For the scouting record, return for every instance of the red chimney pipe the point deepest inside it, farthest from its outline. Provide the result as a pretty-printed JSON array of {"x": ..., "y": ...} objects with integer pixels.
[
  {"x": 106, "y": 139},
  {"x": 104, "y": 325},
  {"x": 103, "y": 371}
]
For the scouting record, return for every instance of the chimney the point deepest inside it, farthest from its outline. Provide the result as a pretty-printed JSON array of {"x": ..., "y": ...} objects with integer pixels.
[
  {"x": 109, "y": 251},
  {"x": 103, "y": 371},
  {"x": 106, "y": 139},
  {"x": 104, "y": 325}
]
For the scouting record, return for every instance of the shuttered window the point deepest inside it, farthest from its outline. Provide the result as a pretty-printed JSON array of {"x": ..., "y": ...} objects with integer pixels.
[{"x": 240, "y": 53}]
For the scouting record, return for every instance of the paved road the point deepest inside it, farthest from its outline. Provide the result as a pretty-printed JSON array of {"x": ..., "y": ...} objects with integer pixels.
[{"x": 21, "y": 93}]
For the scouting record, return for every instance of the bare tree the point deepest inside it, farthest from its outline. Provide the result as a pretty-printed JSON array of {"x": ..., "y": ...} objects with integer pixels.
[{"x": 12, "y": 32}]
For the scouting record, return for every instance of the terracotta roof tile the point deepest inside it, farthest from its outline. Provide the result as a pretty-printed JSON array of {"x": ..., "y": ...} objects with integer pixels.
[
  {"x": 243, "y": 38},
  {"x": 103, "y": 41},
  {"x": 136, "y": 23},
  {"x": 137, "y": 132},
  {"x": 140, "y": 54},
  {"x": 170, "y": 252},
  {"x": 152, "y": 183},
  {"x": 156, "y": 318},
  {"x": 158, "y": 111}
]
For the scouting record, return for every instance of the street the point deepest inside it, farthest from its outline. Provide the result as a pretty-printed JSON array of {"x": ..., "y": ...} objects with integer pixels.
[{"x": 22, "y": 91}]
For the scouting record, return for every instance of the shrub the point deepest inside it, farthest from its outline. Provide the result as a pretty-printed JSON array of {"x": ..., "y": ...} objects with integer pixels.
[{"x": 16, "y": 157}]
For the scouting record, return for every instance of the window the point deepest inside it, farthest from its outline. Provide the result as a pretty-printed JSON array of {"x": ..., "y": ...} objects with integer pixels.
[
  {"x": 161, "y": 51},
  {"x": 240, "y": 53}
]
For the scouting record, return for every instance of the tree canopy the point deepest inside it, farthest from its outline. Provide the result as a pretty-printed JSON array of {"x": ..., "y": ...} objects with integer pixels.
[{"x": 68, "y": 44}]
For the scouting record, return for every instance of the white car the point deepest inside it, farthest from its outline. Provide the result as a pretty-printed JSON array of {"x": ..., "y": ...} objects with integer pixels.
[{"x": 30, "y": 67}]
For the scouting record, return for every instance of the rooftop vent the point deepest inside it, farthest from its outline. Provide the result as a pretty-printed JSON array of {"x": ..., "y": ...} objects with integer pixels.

_____

-- Challenge --
Please reproduce each of the items above word for word, in the same order and with no changes.

-- Exercise result --
For the scouting record, return for every instance of the red chimney pipe the point deepest inside it, farthest from its outline. Provide the result as a pretty-printed JSON array of {"x": ..., "y": ...} objects with integer pixels.
[
  {"x": 106, "y": 139},
  {"x": 104, "y": 325},
  {"x": 103, "y": 371}
]
For the scouting record, return for every instance of the chimney the point deepest inside it, farthest from its outline. Provide the result as a pretty-printed JSON array of {"x": ..., "y": ...} objects with integer pixels.
[
  {"x": 109, "y": 251},
  {"x": 103, "y": 371},
  {"x": 106, "y": 139},
  {"x": 104, "y": 325}
]
For the scouting record, return for every instance of the shuttered window the point deepest inside it, farthest from its outline. Provide the result as a pretty-printed JSON array of {"x": ..., "y": ...} objects with integer pixels.
[{"x": 240, "y": 53}]
For the scouting record, return for every instance of the paved road the point deepest inside it, farthest from its outline. Provide the result as a pretty-printed JSON array of {"x": ..., "y": ...} objects with integer pixels.
[{"x": 21, "y": 93}]
For the scouting record, return for every instance of the bare tree the point deepest inside it, farthest from its outline. Provide the result as a pretty-printed JSON array of {"x": ..., "y": ...} objects with integer pixels.
[{"x": 12, "y": 32}]
For the scouting record, return for every instance of the terracotta roof tile the point deepest inside it, farthest from its outline. Provide the result as a pretty-printed JSON array of {"x": ..., "y": ...} objects with integer pixels.
[
  {"x": 243, "y": 38},
  {"x": 103, "y": 41},
  {"x": 136, "y": 23},
  {"x": 137, "y": 132},
  {"x": 140, "y": 54},
  {"x": 170, "y": 252},
  {"x": 152, "y": 183},
  {"x": 156, "y": 318},
  {"x": 158, "y": 111}
]
For the scouting record, return for every instance of the street the point deepest inside it, farthest from its outline. Provide the result as a pretty-printed JSON array of {"x": ..., "y": ...} objects with integer pixels.
[{"x": 22, "y": 91}]
For the scouting record, return for every instance of the shrub the point deepest inside it, farthest from its outline. Provide the result as a pretty-printed JSON array of {"x": ..., "y": ...} objects with integer pixels.
[{"x": 16, "y": 157}]
For the scouting record, return for every instance of the window the point deepest inside it, farthest from its outline. Provide the result as a pretty-printed JSON array of {"x": ..., "y": ...} objects with integer pixels.
[
  {"x": 161, "y": 51},
  {"x": 240, "y": 53}
]
For the scouting record, return for every instance of the tree canopy the point deepest inside it, farthest from its outline. Provide the result as a pretty-printed JSON array of {"x": ..., "y": ...} objects with integer pixels.
[{"x": 68, "y": 44}]
For the scouting record, return for every instance of the white car the point deepest inside it, farthest from its outline. Provide the result as a pretty-printed JSON array of {"x": ..., "y": ...} objects with integer pixels.
[{"x": 30, "y": 67}]
For the scouting record, return for every instance of the rooftop vent the point deepest inside it, farthest from its outline. Provide the result as a pretty-printed JSON array of {"x": ..., "y": ...} objects with integer pixels.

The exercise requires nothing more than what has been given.